For the word "flowering", search the records and show each line in which it occurs.

[Items from a data source]
⟨

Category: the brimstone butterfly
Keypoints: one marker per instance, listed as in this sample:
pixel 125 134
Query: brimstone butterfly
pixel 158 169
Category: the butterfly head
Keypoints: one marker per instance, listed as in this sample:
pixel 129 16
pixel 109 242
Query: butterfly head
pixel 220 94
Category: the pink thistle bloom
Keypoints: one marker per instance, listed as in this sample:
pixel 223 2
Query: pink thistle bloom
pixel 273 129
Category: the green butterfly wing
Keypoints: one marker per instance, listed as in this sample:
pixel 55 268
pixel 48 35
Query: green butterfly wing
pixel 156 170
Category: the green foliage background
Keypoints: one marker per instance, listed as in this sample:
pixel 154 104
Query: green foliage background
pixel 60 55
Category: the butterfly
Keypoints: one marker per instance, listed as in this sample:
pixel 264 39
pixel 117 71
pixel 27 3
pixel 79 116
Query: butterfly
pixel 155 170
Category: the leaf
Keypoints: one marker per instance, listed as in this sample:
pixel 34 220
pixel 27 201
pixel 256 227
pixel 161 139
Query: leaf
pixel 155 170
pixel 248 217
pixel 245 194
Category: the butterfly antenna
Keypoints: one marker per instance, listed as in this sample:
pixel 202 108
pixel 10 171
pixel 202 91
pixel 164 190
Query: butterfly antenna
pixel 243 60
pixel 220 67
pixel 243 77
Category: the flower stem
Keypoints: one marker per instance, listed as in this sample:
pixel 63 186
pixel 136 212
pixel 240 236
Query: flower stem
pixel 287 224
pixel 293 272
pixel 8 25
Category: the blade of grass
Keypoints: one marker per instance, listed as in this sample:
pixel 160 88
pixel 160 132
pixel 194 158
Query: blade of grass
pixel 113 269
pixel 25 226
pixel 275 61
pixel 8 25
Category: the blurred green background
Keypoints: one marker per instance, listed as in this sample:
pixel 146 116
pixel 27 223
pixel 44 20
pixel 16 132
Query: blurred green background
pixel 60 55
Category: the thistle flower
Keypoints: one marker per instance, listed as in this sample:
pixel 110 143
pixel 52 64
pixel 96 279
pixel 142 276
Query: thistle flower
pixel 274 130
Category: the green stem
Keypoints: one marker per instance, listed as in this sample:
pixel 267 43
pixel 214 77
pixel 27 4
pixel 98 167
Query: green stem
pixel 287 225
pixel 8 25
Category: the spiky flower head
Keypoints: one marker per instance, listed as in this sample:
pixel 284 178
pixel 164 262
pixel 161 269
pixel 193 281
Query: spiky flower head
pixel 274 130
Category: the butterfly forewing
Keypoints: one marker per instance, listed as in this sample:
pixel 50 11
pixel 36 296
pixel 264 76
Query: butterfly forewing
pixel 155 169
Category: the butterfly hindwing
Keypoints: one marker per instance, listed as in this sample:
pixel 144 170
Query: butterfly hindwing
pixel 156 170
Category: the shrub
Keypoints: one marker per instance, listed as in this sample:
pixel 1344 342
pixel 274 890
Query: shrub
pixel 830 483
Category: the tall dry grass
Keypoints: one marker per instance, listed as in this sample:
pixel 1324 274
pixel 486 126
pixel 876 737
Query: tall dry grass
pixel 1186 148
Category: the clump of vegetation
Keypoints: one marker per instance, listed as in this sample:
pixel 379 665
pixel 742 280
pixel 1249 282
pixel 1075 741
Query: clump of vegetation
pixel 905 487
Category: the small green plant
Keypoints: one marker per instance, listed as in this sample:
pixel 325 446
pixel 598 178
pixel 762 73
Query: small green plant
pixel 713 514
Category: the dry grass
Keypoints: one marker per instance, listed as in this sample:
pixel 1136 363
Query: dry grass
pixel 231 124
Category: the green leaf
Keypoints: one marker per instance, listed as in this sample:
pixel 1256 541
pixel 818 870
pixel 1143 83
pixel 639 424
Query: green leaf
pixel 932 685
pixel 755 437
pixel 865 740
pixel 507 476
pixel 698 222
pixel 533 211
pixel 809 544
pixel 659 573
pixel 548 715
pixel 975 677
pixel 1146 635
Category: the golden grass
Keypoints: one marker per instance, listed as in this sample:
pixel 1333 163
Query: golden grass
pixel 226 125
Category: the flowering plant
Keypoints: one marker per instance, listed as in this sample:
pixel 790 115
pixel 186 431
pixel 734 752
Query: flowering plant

⟩

= Solution =
Category: the flowering plant
Query: flowering plant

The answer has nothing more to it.